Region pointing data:
»»

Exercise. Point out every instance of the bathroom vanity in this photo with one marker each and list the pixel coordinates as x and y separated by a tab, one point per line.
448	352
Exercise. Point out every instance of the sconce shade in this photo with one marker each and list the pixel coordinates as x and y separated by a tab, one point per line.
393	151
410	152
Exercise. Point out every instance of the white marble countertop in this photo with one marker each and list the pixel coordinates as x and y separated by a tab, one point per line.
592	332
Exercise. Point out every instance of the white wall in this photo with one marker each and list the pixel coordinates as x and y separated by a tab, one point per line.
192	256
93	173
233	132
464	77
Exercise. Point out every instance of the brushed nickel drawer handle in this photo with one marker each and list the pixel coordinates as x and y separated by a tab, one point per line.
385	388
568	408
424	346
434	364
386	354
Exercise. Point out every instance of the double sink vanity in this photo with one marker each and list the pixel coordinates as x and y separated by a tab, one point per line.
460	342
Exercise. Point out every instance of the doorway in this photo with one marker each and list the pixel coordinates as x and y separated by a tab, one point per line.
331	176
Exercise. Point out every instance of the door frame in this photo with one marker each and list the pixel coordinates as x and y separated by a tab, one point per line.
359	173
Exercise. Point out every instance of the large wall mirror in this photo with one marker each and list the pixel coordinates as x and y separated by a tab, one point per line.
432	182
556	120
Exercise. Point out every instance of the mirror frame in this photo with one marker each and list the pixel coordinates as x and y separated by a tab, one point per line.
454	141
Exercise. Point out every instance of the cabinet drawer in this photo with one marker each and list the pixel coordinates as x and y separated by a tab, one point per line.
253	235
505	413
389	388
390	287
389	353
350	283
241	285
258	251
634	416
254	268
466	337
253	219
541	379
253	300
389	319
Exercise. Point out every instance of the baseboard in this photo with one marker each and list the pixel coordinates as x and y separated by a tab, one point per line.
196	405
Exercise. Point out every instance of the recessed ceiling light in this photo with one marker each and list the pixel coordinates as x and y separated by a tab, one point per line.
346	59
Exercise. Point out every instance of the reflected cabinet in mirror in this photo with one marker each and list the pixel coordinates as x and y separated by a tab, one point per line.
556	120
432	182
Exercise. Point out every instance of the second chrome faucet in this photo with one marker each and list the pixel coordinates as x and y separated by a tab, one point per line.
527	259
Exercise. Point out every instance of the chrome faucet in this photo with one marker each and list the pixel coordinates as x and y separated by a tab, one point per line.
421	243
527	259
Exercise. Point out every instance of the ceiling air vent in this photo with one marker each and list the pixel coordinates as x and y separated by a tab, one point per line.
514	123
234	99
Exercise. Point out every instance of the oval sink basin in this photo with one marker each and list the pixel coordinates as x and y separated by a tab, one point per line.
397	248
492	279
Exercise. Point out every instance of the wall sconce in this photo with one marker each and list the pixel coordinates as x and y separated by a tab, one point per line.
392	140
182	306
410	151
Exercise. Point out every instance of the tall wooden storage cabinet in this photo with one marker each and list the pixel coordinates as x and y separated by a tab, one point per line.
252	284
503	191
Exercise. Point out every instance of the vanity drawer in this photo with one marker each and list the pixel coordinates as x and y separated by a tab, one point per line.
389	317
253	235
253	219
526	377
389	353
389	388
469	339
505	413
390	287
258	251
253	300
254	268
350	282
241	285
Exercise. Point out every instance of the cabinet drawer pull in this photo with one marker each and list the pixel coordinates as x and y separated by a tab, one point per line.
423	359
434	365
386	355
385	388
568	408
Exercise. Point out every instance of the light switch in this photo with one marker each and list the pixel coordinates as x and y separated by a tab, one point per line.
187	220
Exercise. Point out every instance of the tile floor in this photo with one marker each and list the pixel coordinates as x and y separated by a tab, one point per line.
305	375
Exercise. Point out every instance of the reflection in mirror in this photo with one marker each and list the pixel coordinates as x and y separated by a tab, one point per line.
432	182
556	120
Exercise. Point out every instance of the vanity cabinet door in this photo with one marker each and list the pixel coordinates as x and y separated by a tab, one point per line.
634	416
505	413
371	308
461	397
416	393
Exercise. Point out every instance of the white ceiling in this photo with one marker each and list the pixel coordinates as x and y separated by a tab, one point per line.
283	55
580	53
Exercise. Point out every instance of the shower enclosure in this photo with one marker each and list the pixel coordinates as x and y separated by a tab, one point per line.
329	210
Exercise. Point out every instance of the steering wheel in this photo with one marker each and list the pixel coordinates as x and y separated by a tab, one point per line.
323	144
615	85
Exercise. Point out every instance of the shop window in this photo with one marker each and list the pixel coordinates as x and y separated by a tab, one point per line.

««

**EXERCISE BRIEF:** Word for word, give back all of the records.

**SOLUTION TO THIS EXERCISE:**
Exercise. Point out every instance of the bathroom vanity in this photo with one marker each and list the pixel coordinates as x and y separated by a tab, one point per line.
448	352
Exercise. Point out every instance of the sconce shade in this photo with one marker each and list the pixel coordinates as x and y separated by a tab, one point per line.
393	151
410	152
Exercise. Point out every instance of the white marble countertop in this photo with one marker each and list the pixel coordinates as x and y separated by a tab, one point per line.
592	332
Exercise. Point out every instance of the white wall in this photo with one marker each and list the pixel coordinates as x and y separated by a tab, one point per line.
192	256
93	173
233	132
464	77
Exercise. Point out every instance of the brushed nickel drawer handle in this photo with one marker each and list the pixel coordinates as x and y separated by a tab, one point per line.
385	388
568	408
424	346
434	364
386	354
Exercise. Point out every instance of the double sink vanity in this photo with one marker each and list the pixel coordinates as x and y separated by a tab, one point per line.
460	342
Exercise. Point out every instance of the doorway in this photo with one marker each and list the pixel coordinates as x and y separated by a tab, one point per line.
331	176
Exercise. Point out every instance of the door frame in this photo with one marker each and list the pixel coordinates as x and y separated by a tab, one point per line.
359	173
Exercise. Point out every instance of the large wall mirror in this photo with one marker each and list the pixel coordinates as x and y separated by a tab, one point per line.
432	182
556	120
Exercise. Point out every instance of the mirror frame in this photo with one marker each and list the pixel coordinates as x and y separated by a tab, one point per line.
454	141
Exercise. Point out every instance of the cabinet drawer in this photo with one marker each and list the pixel coordinates as x and y separated by a tab, one point per line.
253	235
505	413
389	388
390	287
389	353
350	283
241	285
258	251
634	416
254	268
466	337
253	219
541	379
253	300
389	319
Exercise. Point out every instance of the baseboard in this photo with one marker each and list the pixel coordinates as x and y separated by a tab, one point per line.
196	405
Exercise. Point out every instance of the recessed ceiling light in this photo with one marker each and list the pixel coordinates as x and y separated by a tab, one point per line.
346	59
Exercise. Point out every instance of the reflected cabinet in mirror in this photo with one marker each and list the pixel coordinates as x and y separated by a tab, one point per line.
556	120
432	182
Exercise. Point out every instance of the second chrome faucet in this photo with one marker each and list the pixel coordinates as x and y separated by a tab, one point per line.
527	259
Exercise. Point out every instance of the chrome faucet in this photo with one marker each and list the pixel coordinates as x and y separated by a tab, one point per line.
421	243
527	259
Exercise. Point out every instance of the ceiling air vent in this photo with one marker each and list the pixel coordinates as x and y separated by a tab, one point per line.
514	123
234	99
Exercise. Point out every instance of the oval sink basin in this photo with one marker each and list the pixel coordinates as x and y separated by a tab, one point per line.
397	248
492	279
Exercise. Point out every instance of the wall sconce in this photo with one marker each and list the pixel coordinates as x and y separated by a tab, one point per line.
392	140
182	306
410	151
Exercise. Point out every instance of the tall wooden storage cabinet in this photo with one marker each and list the pixel coordinates as x and y separated by a tab, one point per line.
252	284
503	191
Exercise. Point out every instance of the vanity drawer in this photo with one marker each and list the pixel coordinates as x and y separated by a tab, one point per line.
389	317
253	235
253	219
526	377
389	353
389	388
469	339
505	413
390	287
258	251
253	300
254	268
350	282
241	285
Exercise. Point out every instance of the cabinet drawer pull in this photo with one marker each and list the pixel coordinates as x and y separated by a tab, one point per line.
423	359
434	365
386	355
385	388
568	408
Exercise. Point out every instance of the light switch in this photo with one marker each and list the pixel coordinates as x and y separated by a tab, one point per line.
187	220
Exercise. Point out every instance of the tile floor in this photo with one marker each and list the pixel coordinates as x and y separated by a tab, one point per line.
305	375
Exercise. Point out every instance of the reflection in mirror in this photo with one marker each and list the pixel coordinates as x and y separated by a tab, one point per line.
432	182
556	120
Exercise. Point out every instance of the vanity cabinet door in this photo with one marker each and list the pixel coordinates as x and y separated by a tab, one point per line.
634	416
505	413
371	308
461	397
416	393
Exercise. Point out every instance of the white ceiling in this photo with one marker each and list the pixel coordinates as x and y separated by a tab, one point per line.
283	55
580	53
Exercise. Point out every instance of the shower enclosure in this photo with one marker each and list the pixel coordinates as x and y separated by a tab, one point per line.
329	210
Exercise. Point out every instance of the steering wheel in this photo with one marker each and list the pixel coordinates as x and y separated by a tab, one point per line.
323	144
615	85
Exercise. Point out every instance of the shop window in this photo with one marker each and list the pixel coordinates as x and y separated by a tab, one point per line.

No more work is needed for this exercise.